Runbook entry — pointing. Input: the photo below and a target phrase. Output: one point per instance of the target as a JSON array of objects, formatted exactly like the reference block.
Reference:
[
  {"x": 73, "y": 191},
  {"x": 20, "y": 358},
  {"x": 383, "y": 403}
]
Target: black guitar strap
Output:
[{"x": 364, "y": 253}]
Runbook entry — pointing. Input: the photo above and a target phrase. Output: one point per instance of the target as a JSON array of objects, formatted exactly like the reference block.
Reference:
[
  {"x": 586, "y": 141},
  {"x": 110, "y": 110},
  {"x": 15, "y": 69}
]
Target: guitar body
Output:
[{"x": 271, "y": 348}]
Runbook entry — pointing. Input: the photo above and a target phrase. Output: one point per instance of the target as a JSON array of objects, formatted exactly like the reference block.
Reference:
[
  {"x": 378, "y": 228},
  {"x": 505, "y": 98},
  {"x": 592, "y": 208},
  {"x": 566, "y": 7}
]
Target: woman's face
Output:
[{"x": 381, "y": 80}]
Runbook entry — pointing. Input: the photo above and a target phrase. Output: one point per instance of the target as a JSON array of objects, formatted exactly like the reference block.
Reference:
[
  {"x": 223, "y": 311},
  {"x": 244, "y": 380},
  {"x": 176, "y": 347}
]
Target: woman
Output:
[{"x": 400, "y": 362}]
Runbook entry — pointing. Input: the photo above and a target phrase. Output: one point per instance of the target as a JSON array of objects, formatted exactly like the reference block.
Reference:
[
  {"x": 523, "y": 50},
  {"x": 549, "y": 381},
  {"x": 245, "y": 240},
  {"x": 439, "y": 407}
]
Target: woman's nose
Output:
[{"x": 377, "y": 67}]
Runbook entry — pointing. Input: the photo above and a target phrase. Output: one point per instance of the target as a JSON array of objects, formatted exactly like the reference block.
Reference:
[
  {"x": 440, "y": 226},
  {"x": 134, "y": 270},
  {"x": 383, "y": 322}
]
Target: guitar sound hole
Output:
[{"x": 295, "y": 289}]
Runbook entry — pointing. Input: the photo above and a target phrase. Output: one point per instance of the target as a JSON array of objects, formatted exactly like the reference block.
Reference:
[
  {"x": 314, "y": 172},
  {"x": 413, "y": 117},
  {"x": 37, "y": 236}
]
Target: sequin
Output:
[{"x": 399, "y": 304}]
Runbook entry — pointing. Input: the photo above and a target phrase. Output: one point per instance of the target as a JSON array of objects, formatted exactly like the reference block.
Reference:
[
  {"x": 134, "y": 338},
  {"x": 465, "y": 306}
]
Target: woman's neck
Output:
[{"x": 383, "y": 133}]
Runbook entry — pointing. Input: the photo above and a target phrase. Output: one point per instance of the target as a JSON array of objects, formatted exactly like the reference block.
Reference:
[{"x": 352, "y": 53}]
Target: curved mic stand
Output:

• **Exercise**: Find each line of the data above that contains the string "guitar", and copy those lines out in full. Match case exactly.

• **Complete answer**:
Target: black guitar strap
Target: guitar body
Target: guitar sound hole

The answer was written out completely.